====== Excerpted records

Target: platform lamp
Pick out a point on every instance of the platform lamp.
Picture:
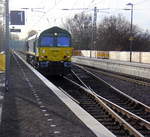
(131, 33)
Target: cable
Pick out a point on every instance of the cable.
(41, 17)
(143, 1)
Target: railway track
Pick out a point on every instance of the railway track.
(112, 94)
(125, 77)
(89, 101)
(119, 102)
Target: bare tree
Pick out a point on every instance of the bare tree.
(114, 32)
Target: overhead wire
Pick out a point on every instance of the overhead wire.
(44, 14)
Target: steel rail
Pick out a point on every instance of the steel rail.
(121, 121)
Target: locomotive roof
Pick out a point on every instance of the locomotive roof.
(50, 31)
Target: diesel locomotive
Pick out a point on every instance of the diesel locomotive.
(50, 51)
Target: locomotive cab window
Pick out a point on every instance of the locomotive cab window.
(47, 41)
(63, 41)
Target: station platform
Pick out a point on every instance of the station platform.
(34, 107)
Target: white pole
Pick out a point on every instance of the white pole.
(7, 46)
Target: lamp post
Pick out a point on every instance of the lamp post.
(131, 33)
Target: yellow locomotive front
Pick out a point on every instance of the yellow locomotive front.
(53, 52)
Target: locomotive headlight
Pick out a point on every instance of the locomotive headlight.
(55, 34)
(43, 51)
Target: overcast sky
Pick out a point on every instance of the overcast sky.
(50, 12)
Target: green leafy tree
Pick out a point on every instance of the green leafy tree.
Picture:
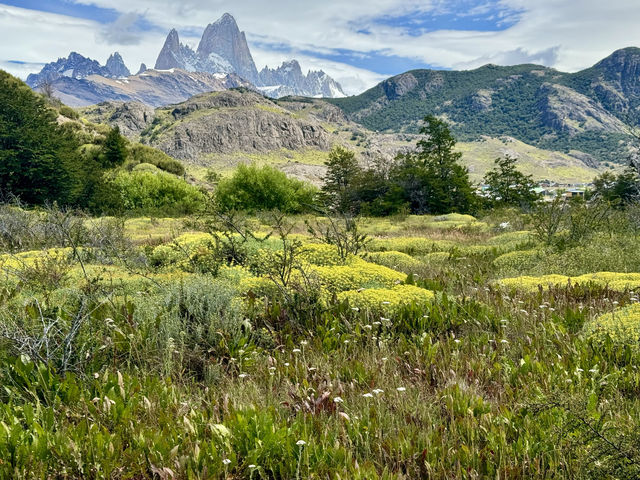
(114, 152)
(252, 188)
(507, 186)
(431, 179)
(342, 174)
(620, 190)
(39, 160)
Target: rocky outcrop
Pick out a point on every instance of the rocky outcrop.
(565, 110)
(232, 121)
(75, 66)
(223, 39)
(223, 48)
(116, 67)
(288, 79)
(152, 87)
(131, 117)
(399, 86)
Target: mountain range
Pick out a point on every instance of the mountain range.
(589, 113)
(223, 53)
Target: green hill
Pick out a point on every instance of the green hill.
(589, 111)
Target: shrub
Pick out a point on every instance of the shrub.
(161, 192)
(622, 326)
(410, 245)
(396, 260)
(618, 282)
(516, 262)
(532, 284)
(387, 300)
(359, 274)
(139, 154)
(69, 112)
(252, 188)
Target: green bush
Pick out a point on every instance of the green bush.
(252, 188)
(139, 153)
(161, 192)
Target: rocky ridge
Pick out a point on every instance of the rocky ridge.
(223, 48)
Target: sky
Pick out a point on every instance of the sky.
(359, 43)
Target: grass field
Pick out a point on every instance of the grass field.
(447, 347)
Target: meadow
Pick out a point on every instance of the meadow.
(271, 346)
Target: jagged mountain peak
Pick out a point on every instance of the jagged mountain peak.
(224, 40)
(115, 65)
(78, 67)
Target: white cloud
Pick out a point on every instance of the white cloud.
(565, 34)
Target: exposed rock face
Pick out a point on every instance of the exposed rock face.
(131, 117)
(232, 121)
(288, 79)
(176, 55)
(116, 67)
(622, 70)
(152, 87)
(74, 66)
(223, 48)
(566, 110)
(223, 39)
(399, 86)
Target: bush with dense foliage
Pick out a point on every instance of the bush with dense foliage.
(252, 188)
(156, 192)
(39, 161)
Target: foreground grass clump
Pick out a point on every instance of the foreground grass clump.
(619, 282)
(386, 300)
(621, 326)
(123, 355)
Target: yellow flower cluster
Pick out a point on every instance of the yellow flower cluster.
(387, 300)
(615, 281)
(410, 245)
(180, 250)
(518, 261)
(28, 259)
(359, 274)
(623, 326)
(323, 255)
(396, 260)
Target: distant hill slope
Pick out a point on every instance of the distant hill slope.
(223, 129)
(588, 111)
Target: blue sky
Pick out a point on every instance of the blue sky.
(359, 43)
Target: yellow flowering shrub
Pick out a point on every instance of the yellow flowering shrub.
(519, 237)
(324, 255)
(435, 258)
(28, 259)
(180, 250)
(396, 260)
(410, 245)
(623, 326)
(357, 275)
(259, 286)
(514, 262)
(615, 281)
(531, 284)
(388, 300)
(122, 280)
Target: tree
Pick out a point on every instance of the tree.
(342, 173)
(506, 185)
(252, 188)
(431, 179)
(114, 151)
(39, 161)
(619, 190)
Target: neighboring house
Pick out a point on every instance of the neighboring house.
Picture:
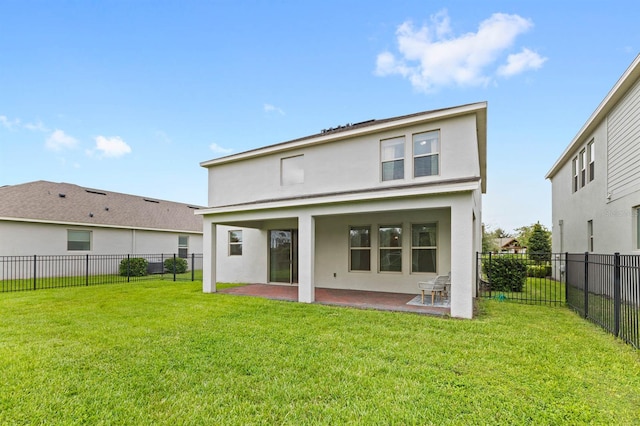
(509, 245)
(377, 205)
(596, 181)
(48, 218)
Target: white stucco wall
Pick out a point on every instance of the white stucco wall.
(345, 165)
(27, 238)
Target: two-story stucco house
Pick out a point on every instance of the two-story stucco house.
(596, 181)
(52, 218)
(377, 206)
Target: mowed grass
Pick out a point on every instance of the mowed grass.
(165, 353)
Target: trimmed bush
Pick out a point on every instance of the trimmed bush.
(134, 267)
(180, 265)
(539, 271)
(506, 273)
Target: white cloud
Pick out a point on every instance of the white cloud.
(431, 57)
(59, 140)
(520, 62)
(220, 150)
(112, 147)
(272, 108)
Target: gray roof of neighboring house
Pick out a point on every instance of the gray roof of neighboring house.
(43, 201)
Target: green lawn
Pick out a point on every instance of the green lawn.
(159, 352)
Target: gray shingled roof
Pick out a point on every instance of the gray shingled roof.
(67, 203)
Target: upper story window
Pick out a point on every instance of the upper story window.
(292, 170)
(360, 248)
(78, 240)
(235, 243)
(591, 159)
(583, 168)
(392, 156)
(574, 173)
(426, 153)
(183, 246)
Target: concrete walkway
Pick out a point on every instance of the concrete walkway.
(353, 298)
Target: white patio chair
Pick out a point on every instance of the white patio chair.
(438, 285)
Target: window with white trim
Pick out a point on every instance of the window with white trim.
(591, 158)
(392, 158)
(360, 248)
(78, 240)
(426, 154)
(235, 243)
(390, 248)
(424, 247)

============

→ **Requirements**
Your task is to give again, unchanged, the lines from the line that contains "Target: neighboring house" to the end of the records. Include both end lines but no pictures.

→ **Result**
Target: neighboring house
Pick out a point on every instance of the neighboring house.
Picture:
(509, 245)
(377, 205)
(596, 181)
(48, 218)
Target: white stucco wall
Pick out a point on every instance of the white stucco wall.
(345, 165)
(27, 238)
Target: two-story stucco house
Pick out a point on every instance of the two-story stucco house.
(596, 181)
(52, 218)
(377, 206)
Target: mowed grass
Pick out a point on every instance of the mowed grass.
(165, 353)
Target: trimmed bush
Pick out a point on every instance of the trimmed bush.
(134, 267)
(180, 265)
(539, 271)
(506, 273)
Target: white cloud
Pick out a point on every instance of the white cloud.
(431, 57)
(59, 140)
(520, 62)
(220, 150)
(112, 147)
(272, 108)
Target: gray roof of neighboring house
Pick out a point on every instance of the gray roof of neighboring house.
(43, 201)
Target: green lawn
Pick out a point on every instance of the green lawn.
(159, 352)
Target: gray shingled roof
Pick out a point on every instance of the gray shingled roof.
(67, 203)
Target: upper story window
Pick out a point on every instance of the upper story window.
(292, 170)
(360, 248)
(78, 240)
(235, 243)
(591, 159)
(583, 168)
(392, 156)
(574, 173)
(426, 153)
(183, 246)
Target: concrete walkway
Pick out a point on every instance of the concrete walkway.
(353, 298)
Target: white patio chair
Pick out a point on every instance of the white patio chair.
(438, 285)
Target: window with white trim
Pick out a point on every instance of the window with white trim.
(591, 158)
(392, 158)
(360, 248)
(78, 240)
(426, 154)
(235, 243)
(390, 248)
(424, 247)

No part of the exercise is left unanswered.